WHAT THE TASK REQUIRES =
The records are given next. Repeat each one exactly.

DATA SHOWN section start

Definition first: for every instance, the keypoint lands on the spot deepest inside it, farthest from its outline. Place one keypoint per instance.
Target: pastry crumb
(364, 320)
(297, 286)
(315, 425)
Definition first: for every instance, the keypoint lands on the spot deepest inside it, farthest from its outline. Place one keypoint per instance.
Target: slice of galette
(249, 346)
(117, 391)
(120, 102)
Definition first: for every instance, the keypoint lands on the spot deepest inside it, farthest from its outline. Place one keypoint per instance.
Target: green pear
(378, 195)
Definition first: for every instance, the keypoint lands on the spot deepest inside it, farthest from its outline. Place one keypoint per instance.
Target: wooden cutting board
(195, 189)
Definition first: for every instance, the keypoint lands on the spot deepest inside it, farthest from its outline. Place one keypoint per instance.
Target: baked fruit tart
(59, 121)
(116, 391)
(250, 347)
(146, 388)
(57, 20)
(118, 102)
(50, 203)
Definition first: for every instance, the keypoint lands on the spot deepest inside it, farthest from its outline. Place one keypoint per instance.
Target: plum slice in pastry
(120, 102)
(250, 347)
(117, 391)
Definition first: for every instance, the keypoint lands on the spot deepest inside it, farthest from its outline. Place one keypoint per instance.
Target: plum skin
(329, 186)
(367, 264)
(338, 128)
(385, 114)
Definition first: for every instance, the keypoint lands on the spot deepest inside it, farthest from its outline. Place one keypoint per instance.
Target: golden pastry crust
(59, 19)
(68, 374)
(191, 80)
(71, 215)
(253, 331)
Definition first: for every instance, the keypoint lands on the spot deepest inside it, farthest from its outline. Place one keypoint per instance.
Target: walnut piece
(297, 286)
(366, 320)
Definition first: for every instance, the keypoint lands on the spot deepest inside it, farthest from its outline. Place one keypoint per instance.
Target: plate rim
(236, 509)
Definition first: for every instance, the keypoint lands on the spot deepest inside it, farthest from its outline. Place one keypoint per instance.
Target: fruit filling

DATA SHOWN section end

RESPONSE TO THE EXERCISE =
Definition first: for every instance, the keypoint lands on the spot deepest inside it, farthest from its outline. Place one keypoint per instance.
Target: pastry crumb
(364, 320)
(297, 286)
(315, 425)
Definition first: for every instance, the keypoint lands on the spot deepest inside it, farthest from its outline. Place one keypoint per instance.
Target: slice of galette
(249, 346)
(117, 391)
(120, 102)
Definition first: for every instance, the keypoint lands on the spot deepest inside it, farthest from its outline. Place one keypoint per instance.
Target: green pear
(378, 195)
Definition first: for every instance, the keypoint lands on the spot deepest inside it, farthest from its outline. Place one keypoint per instance.
Target: wooden cutting board
(195, 189)
Definition first: for every instance, the keypoint lands on the spot deepest inside it, farthest from its outline. Place one keypoint per instance.
Target: baked fruit tart
(59, 121)
(116, 391)
(250, 347)
(146, 388)
(57, 20)
(118, 102)
(50, 203)
Definition first: for every instance, the keypoint lands on the spot deepest inside it, farthest from its outline. Place one keypoint per instance.
Target: plum slice in pastry
(120, 102)
(250, 347)
(117, 391)
Definition first: for every instance, the keypoint lands on the spot deepest inside it, farthest from its outline. Place one keypoint per instance.
Target: plum skin
(329, 186)
(367, 264)
(338, 128)
(385, 114)
Definition first: for every instance, the keypoint lands on the spot deepest inside it, farthest from its outline. Place one keypoint per instance.
Target: golden pastry crust
(59, 19)
(68, 374)
(191, 80)
(71, 215)
(253, 331)
Definition first: for every instance, the keypoint lands on the spot deepest inside it, farthest from its outline. Place one keypoint per instance.
Target: walnut piece
(297, 286)
(366, 320)
Definition first: for every instance, the keypoint lands on the spot deepest inside it, farthest from its outline. Place one keypoint per instance.
Target: plate rim
(236, 509)
Definition first: for every instance, the keypoint lands on the spot deepest inside it, farthest from its outline. Place one keypoint per instance.
Target: fruit filling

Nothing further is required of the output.